= WRITTEN EXERCISE 1 =
Rescale the records below by giving every line of them again, requests included, with each bounding-box coordinate in the answers multiplied by 1.95 and rounded to a whole number, halves rounding up.
+ + + + + + +
# Cruise control while pulling



## ndevans2 (Jun 12, 2010)

We have a ultra-lite 30' Terry trailer and my tow vehicle is a 2002 F150 with a 5.4 that tows it so easy you can barely even tell the camper is behind us. The RPM's are at around 2.000 while maintaining the needed speed going down your typical road, my question is when it is towing that easily do you use your cruise control? I tried it on the way home last time for about 20 miles and no problem at all, obviously in hilly area's or wind gusting days I wouldn't even think about it but on a open road I don't think it would be a problem-what is your opinion? The manual for the truck says not to and if you do use it under heavy load it will kick it's self out. Any thought's would be great, just don't want to get a ticket!! Thanks again for helping a newbie out.
Nate


----------



## bobrussell (Jul 13, 2009)

i'd use it. like you said, not on hills or whenever the transmission was shifting a lot.


----------



## happiestcamper (Mar 6, 2008)

I'm with Bob - I don't use mine in the hills, but on flat road only.


----------



## ndevans2 (Jun 12, 2010)

Thanks much for your responses, thats what I figured but wanted to make sure. The way I see it I would rather be warned about horror stories than to live them!
Nate


----------



## happiestcamper (Mar 6, 2008)

And no matter whether you are pulling or not, NEVER use your cruise control in the rain. If your tires start to hydroplane, it may go bonkers.


----------
+ + + + + + +
= WRITTEN EXERCISE 2 =
For the thread on using cruise control while towing, say whether each statement agrees with the text, answering yes or no and quoting the deciding words. (a) The truck's manual advises against using cruise control while towing. (b) The original poster tried cruise control for about 50 miles on the way home. (c) happiestcamper uses cruise control in the hills.
+ + + + + + +
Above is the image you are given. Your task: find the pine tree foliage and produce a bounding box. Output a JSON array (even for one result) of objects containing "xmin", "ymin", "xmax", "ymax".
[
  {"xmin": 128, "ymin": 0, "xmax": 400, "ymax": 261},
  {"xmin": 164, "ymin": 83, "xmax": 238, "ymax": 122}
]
+ + + + + + +
= EXPECTED OUTPUT 1 =
Above is the image you are given. Your task: find the pine tree foliage and produce a bounding box. Output a JSON array (even for one result) of objects containing "xmin", "ymin", "xmax", "ymax".
[
  {"xmin": 250, "ymin": 0, "xmax": 780, "ymax": 509},
  {"xmin": 320, "ymin": 162, "xmax": 464, "ymax": 238}
]

= EXPECTED OUTPUT 2 =
(a) Yes: "The manual for the truck says not to"
(b) No: "I tried it on the way home last time for about 20 miles"
(c) No: "I don't use mine in the hills, but on flat road only."